Extracted entries Start Marker

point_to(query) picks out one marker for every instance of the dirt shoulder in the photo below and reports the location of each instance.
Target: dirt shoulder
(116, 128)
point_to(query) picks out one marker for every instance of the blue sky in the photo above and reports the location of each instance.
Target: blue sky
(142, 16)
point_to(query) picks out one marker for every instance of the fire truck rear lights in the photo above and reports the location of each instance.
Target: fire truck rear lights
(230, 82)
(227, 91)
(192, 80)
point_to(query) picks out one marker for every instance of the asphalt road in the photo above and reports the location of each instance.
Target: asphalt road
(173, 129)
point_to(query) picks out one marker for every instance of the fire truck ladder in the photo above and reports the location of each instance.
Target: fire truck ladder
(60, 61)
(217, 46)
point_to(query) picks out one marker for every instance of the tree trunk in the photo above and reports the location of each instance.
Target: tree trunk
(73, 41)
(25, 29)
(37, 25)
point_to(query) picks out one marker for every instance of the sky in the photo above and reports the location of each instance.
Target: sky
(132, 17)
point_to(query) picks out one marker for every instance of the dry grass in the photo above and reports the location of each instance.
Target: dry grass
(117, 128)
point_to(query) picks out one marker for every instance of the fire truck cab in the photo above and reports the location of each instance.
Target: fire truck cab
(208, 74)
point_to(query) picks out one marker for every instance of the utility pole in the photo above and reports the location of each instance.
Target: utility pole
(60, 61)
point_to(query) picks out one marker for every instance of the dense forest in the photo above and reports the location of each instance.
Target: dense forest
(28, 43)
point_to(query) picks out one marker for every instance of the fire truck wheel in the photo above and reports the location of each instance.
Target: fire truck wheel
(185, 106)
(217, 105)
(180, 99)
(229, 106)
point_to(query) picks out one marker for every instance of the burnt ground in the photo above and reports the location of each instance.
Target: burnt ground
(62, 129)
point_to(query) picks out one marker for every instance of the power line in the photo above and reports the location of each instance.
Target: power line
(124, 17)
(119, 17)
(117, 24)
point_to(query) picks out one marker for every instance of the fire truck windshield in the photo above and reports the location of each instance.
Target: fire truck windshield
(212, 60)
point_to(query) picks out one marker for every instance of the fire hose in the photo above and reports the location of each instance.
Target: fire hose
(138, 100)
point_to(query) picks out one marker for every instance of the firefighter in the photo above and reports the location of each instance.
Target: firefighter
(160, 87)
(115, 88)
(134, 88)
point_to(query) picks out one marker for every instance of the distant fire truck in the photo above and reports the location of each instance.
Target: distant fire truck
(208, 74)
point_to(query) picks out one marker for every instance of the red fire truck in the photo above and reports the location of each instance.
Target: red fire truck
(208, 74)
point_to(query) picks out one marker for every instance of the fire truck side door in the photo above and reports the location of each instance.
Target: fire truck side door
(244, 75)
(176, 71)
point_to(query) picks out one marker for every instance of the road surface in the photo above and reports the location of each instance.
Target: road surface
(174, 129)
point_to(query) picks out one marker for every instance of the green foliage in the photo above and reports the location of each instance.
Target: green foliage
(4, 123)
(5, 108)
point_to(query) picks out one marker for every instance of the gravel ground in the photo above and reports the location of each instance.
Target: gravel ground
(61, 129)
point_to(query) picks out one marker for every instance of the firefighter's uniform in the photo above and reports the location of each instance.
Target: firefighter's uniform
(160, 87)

Extracted entries End Marker
Extracted entries Start Marker

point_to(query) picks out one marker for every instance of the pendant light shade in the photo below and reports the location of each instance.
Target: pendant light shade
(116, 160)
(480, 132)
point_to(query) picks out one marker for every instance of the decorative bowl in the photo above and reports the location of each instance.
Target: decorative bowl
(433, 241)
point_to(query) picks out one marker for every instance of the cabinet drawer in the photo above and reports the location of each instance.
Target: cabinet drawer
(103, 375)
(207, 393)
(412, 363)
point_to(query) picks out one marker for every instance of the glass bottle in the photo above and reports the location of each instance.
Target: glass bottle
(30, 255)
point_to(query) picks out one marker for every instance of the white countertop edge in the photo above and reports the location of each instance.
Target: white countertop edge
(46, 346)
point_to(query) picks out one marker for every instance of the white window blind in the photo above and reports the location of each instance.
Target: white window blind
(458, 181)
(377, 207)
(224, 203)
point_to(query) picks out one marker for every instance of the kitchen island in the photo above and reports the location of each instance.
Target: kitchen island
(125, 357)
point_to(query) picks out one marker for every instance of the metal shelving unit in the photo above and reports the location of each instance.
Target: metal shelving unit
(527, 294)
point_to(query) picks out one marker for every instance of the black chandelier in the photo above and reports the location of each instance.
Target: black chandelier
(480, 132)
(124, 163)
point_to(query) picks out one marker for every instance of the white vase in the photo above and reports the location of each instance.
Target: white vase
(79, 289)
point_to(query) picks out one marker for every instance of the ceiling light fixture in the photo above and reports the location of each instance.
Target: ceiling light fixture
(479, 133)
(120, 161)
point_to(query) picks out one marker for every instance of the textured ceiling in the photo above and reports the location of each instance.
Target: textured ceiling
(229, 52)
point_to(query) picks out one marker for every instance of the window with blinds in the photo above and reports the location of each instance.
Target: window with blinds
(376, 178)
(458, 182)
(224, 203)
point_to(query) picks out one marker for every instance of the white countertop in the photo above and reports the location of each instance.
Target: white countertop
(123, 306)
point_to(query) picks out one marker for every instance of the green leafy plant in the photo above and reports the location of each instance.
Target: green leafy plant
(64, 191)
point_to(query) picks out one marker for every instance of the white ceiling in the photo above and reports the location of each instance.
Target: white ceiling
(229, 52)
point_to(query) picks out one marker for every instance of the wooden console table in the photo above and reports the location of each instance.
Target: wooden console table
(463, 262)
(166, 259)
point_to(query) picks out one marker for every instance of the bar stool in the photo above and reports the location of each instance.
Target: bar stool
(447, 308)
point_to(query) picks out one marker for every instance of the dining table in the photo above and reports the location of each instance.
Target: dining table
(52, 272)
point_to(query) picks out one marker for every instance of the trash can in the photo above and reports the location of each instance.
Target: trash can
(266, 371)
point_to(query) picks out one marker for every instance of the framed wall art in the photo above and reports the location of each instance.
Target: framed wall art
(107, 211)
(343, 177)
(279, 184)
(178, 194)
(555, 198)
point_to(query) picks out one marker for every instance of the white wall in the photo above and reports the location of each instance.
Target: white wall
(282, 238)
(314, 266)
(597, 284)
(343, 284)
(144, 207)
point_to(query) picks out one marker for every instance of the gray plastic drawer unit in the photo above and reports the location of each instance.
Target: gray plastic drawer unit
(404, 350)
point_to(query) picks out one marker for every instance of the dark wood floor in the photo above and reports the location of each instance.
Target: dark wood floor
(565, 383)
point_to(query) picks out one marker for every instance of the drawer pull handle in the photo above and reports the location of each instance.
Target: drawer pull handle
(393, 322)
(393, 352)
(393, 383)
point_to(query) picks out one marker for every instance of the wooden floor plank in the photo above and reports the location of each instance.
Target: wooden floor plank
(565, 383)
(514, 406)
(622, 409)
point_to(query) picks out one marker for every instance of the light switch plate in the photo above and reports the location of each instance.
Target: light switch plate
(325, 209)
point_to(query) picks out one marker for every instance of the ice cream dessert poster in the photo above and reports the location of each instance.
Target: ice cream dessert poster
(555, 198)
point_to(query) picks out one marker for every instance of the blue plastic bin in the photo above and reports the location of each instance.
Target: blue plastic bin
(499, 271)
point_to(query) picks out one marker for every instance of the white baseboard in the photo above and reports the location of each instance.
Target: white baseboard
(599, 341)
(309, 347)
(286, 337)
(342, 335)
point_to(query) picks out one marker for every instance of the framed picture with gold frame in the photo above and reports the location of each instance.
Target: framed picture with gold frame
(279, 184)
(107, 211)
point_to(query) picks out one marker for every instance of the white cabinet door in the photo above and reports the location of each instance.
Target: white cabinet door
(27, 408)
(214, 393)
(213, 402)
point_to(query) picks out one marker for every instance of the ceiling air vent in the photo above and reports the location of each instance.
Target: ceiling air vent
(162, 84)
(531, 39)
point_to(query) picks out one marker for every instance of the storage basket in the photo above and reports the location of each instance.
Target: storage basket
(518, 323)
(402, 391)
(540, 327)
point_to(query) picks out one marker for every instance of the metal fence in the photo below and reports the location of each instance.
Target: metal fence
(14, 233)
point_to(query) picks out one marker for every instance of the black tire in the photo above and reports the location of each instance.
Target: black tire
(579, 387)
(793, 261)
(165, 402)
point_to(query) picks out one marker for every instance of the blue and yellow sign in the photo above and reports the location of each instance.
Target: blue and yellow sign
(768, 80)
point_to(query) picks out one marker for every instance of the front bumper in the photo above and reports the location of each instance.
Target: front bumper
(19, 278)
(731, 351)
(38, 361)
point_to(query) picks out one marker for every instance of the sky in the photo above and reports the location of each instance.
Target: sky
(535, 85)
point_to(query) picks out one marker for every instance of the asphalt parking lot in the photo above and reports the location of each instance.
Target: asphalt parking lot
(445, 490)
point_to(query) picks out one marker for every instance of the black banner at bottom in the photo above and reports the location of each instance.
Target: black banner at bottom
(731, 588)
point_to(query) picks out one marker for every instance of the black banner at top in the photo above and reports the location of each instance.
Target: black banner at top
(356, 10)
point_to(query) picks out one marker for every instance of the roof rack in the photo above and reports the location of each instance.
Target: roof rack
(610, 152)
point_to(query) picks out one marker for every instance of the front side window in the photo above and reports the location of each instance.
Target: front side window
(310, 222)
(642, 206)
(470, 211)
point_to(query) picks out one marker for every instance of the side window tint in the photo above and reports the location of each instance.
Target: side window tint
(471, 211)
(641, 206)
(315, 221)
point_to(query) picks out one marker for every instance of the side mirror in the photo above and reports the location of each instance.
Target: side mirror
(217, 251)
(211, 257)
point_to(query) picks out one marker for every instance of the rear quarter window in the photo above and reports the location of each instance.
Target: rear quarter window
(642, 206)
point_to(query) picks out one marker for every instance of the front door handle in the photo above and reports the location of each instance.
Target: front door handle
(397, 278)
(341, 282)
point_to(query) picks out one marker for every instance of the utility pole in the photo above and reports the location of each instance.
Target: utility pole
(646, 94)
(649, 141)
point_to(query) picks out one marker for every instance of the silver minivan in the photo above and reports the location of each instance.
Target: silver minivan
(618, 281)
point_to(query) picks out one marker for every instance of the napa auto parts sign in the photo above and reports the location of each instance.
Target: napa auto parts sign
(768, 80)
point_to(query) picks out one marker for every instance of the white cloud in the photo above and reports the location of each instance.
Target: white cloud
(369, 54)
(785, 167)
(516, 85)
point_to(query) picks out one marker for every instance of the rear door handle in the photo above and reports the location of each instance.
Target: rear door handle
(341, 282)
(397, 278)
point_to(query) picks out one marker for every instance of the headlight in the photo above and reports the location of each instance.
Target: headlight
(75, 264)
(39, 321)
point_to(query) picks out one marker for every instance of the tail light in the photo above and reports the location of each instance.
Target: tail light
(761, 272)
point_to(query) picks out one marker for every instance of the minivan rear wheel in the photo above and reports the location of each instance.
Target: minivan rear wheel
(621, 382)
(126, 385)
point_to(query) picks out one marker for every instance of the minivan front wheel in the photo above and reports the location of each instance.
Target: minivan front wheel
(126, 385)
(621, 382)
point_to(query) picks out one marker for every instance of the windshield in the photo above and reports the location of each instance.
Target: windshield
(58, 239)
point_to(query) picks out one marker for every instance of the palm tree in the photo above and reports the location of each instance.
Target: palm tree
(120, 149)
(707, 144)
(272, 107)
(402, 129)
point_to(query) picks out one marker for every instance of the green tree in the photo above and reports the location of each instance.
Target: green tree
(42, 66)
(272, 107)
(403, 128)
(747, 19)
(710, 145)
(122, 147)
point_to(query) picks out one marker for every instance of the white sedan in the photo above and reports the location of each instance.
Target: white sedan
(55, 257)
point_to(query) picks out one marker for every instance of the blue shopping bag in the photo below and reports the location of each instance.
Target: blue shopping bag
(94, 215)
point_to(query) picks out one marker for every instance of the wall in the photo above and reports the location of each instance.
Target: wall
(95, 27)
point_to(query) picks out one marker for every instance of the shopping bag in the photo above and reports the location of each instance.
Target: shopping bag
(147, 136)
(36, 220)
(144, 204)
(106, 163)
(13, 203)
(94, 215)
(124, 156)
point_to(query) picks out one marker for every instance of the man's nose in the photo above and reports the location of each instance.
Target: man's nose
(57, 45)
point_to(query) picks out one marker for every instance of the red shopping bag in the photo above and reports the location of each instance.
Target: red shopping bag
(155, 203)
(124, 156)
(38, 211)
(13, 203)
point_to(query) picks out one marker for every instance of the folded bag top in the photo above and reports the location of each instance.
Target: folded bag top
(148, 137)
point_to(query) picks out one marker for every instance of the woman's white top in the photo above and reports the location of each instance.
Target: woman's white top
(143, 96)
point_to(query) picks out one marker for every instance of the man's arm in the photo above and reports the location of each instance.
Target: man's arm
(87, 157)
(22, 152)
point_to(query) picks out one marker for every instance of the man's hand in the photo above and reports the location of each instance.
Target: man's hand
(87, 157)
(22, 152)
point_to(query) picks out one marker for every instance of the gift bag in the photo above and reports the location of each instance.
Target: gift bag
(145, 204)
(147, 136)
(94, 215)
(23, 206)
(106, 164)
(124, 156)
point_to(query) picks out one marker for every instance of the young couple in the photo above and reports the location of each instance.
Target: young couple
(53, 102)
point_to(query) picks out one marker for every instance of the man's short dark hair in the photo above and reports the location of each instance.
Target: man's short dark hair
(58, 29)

Extracted entries End Marker
Extracted entries Start Marker

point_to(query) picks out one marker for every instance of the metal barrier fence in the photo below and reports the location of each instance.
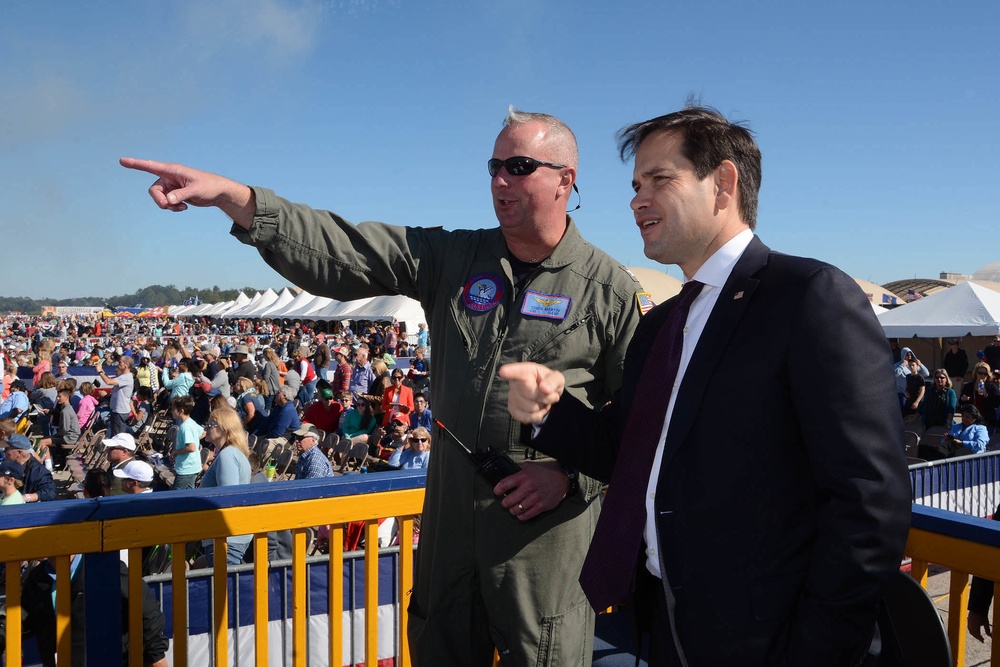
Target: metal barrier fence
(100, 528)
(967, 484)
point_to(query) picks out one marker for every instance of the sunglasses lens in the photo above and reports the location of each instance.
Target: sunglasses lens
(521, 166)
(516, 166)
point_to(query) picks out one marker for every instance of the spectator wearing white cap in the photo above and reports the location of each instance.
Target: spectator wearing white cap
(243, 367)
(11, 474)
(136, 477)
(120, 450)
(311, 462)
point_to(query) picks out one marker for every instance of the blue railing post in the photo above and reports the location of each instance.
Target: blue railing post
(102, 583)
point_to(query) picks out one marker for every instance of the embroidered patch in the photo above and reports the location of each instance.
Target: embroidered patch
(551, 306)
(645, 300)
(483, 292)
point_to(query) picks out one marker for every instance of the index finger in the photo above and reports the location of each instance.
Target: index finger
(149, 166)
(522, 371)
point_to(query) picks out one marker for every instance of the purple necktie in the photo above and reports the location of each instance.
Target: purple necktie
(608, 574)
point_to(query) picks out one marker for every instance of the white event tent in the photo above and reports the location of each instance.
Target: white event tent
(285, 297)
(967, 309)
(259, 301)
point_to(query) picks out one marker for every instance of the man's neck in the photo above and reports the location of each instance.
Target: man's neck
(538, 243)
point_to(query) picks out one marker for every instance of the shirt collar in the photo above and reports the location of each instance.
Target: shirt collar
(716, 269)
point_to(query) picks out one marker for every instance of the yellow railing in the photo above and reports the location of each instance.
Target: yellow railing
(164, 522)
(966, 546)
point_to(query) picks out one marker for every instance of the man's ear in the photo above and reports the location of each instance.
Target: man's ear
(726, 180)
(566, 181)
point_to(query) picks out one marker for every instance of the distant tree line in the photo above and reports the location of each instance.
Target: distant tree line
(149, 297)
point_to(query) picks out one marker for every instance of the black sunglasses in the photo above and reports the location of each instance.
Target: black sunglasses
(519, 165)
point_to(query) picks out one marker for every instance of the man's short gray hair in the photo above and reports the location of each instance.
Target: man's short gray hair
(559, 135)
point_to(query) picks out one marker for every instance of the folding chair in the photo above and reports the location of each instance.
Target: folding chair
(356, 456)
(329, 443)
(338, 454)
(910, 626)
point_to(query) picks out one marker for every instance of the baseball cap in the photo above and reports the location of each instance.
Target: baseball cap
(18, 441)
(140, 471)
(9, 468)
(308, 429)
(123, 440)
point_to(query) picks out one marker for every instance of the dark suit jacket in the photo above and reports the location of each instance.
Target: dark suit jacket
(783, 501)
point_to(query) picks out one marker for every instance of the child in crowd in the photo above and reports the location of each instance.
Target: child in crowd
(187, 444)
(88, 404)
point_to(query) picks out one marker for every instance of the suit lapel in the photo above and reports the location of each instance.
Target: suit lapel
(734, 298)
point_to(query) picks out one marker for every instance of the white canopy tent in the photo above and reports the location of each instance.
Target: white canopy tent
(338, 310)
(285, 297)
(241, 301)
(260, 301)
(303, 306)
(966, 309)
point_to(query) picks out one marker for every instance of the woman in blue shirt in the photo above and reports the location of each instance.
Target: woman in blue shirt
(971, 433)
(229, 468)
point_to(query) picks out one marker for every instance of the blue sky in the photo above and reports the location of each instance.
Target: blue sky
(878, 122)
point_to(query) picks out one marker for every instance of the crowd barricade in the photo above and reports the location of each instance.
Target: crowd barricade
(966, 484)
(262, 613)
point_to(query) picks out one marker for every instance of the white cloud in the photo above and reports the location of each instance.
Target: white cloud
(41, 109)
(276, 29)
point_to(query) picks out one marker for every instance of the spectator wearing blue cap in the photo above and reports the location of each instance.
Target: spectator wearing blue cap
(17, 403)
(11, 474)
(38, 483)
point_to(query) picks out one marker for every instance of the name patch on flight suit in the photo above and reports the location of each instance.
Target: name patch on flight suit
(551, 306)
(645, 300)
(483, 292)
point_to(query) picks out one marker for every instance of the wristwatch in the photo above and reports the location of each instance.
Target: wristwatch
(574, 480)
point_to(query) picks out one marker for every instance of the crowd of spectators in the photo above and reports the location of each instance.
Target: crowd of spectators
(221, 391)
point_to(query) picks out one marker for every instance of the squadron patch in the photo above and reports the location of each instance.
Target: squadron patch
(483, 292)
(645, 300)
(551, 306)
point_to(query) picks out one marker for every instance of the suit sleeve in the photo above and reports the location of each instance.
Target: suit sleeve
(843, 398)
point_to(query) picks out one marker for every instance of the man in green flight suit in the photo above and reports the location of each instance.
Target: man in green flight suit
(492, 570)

Extracted entries End Marker

Return every line from the material that contains the word "below".

• [Task answer]:
point_to(query) picks out one marker for every instance of the dirt shoulder in the photo below and reports the location of each instance.
point_to(query) picks out one marker for every instance of the pendant light shade in the photo below and reports the location of each instance.
point_to(query) picks out one marker for every instance of the metal fence in the photo below and reports the location of each instance.
point_to(query) picks out one marker for every instance of the blue shopping bag in the photo below and reports the location of each instance.
point_to(query) picks out one marker for every instance of the metal barrier fence in the photo below and reports the location of each instance.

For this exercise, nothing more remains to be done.